(Excerpt from a dataset)
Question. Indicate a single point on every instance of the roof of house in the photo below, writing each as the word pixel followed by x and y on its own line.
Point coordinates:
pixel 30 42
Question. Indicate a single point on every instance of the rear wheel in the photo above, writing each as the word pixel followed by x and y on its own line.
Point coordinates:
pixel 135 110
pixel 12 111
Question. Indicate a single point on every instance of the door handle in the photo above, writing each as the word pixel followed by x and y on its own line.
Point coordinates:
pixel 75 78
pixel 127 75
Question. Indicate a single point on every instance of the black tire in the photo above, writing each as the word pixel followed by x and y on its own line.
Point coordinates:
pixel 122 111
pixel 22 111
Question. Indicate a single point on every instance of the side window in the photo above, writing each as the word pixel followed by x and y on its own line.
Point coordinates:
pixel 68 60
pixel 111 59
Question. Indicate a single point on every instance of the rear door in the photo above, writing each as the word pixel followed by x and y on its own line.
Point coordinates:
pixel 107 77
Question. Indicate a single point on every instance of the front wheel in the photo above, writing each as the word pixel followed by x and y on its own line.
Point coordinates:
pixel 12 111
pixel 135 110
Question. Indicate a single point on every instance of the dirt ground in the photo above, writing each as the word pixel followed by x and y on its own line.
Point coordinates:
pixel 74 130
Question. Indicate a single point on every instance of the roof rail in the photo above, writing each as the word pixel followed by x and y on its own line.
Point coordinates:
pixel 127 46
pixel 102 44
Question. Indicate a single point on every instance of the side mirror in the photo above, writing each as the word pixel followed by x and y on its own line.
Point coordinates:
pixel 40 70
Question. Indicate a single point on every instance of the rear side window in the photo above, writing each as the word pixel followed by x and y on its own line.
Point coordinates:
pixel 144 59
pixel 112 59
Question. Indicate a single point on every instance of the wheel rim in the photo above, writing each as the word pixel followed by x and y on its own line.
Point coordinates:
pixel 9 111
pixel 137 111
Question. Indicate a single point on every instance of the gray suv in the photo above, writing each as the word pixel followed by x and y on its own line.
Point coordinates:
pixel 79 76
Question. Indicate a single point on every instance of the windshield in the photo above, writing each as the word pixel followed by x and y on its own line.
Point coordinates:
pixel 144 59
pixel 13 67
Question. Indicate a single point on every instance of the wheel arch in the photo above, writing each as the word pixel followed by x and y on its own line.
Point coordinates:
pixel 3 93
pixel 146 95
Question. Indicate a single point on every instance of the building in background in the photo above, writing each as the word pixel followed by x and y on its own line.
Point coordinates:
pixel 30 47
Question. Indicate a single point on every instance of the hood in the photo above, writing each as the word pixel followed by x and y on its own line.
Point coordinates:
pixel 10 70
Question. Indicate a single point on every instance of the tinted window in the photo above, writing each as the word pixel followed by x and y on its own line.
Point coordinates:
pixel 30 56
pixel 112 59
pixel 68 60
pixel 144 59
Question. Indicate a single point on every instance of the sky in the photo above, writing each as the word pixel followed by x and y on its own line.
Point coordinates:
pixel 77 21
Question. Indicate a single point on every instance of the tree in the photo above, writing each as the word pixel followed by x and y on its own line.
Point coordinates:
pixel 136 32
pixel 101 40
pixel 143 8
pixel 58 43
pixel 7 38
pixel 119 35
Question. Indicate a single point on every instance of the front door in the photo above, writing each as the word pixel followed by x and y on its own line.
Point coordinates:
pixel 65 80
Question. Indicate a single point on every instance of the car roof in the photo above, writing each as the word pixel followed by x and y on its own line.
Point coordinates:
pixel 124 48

### WHAT NEEDS TO BE DONE
Format the item lines from the line containing "Question. Indicate a single point on every instance of the door" through the line containing "pixel 22 111" as a JSON list of strings. Give one string per line, include both end lines, and leave out blank lines.

### RESULT
[
  "Question. Indicate a single point on every instance of the door handle in the photo above, writing each as the word pixel followed by x and y on its own line.",
  "Point coordinates:",
  "pixel 75 78",
  "pixel 127 75",
  "Question. Indicate a single point on every instance of the black tire in the photo above, writing each as the word pixel followed by x and y on its own line.",
  "Point coordinates:",
  "pixel 122 111",
  "pixel 22 111"
]